Les premiers ouvrages d’importance connus de Poussin prennent place alors qu’il approche la trentaine : la Mort de la Vierge de Sterrebeeck, autrefois à Notre-Dame, est datable de 1623. Il ne semble pas que l’on en envisage pour Vouet avant ses 25 ans, qu’il prend en 1615. Si le cas de Le Sueur, à la carrière brève et fulgurante, permet d’en compter, c’est dans le cadre du fonctionnement de l’atelier de ce dernier. Autre prodige, et cas execptionnel, on connaît des ouvrages de Le Brun autour de ses vingt ans voire un peu avant. Encore est-ce dans un contexte favorable, celui du renouveau artistique au temps de Richelieu, et pour une figure centrale - un Premier peintre du roi, directeur de l’Académie, grand ordonnateur des arts du dessin à Versailles - particulièrement servie par les témoignages écrits ou figurés sur sa production.

Or pour Stella, on peut réunir un ensemble déjà intéressant jusque vers l’âge qui était celui, alors, de la majorité légale, 25 ans; celui aussi de son premier chef d’oeuvre, la gravure de la Cérémonie des Tributs. Si le cadre florentin est, a priori, favorable aux arts, il faut qu’il ait su s’y distinguer pour qu’autant de témoignages de ce séjour capital nous soient parvenus, certains étant apparemment restés sur place. Ce sont essentiellement des dessins et des gravures, qui le situent dans la mouvance de Callot et autour de la vie animée de Florence, avec, déjà, des préoccupations propres qui s’affirment : mesure, bienveillance, goût pour les détails familiers; je crois fermement que filtre déjà un regard sur Caravage, possible par le voisinage avec Artemisia Gentileschi et le passage de Honthorst retournant aux Pays-Bas.

■ Détails du problème
Écrivez la suite du texte sur les premières œuvres de Stella, en reprenant juste après sa dernière phrase.

■ Contenu des données
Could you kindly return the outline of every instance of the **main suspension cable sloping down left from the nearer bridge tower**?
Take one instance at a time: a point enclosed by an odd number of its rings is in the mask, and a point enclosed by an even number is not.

■ Réponse attendue
Il faut insister sur la technique graphique, essentielle pour comprendre l’artiste au travail, et particulièrement pour le séjour florentin. Très vite - dès 1619 et le Joyeux buveur -, Stella se sert de vigoureuses hachures qu’un trait continu et fluide peut associer en guirlandes, qui peuvent se croiser, et qui se combinent à des notations ponctuelles, mais aussi ménagent des zones “en réserve” servant aux volumes. J’ai souligné ce travail dès mon article de 1994 (bientôt vingt ans), et noté qu’il se prolongeait dans les premières années à Rome, au moins jusqu’à l’époque des “camayeux”; c’est même ce qui contribuait, selon moi, à soutenir l’idée que ces gravures sur bois, qui reproduisaient ce processus, étaient de la main même de l’inventeur.

Le lien avec l’activité de graveur, particulièrement évident pour la période toscane, introduit un certain flottement pour certains ouvrages, entre les dernies mois à Florence et les premiers à Rome (et le problème se reproduira à propos du retour en France). Stella n’abandonne définitivement la pratique de la gravure qu’après 1629. Certains arbitrages pourront être faits sur des données positives; d’autres seront des extrapolations personnelles dont j’espère qu’elles convaincront à l’oeil...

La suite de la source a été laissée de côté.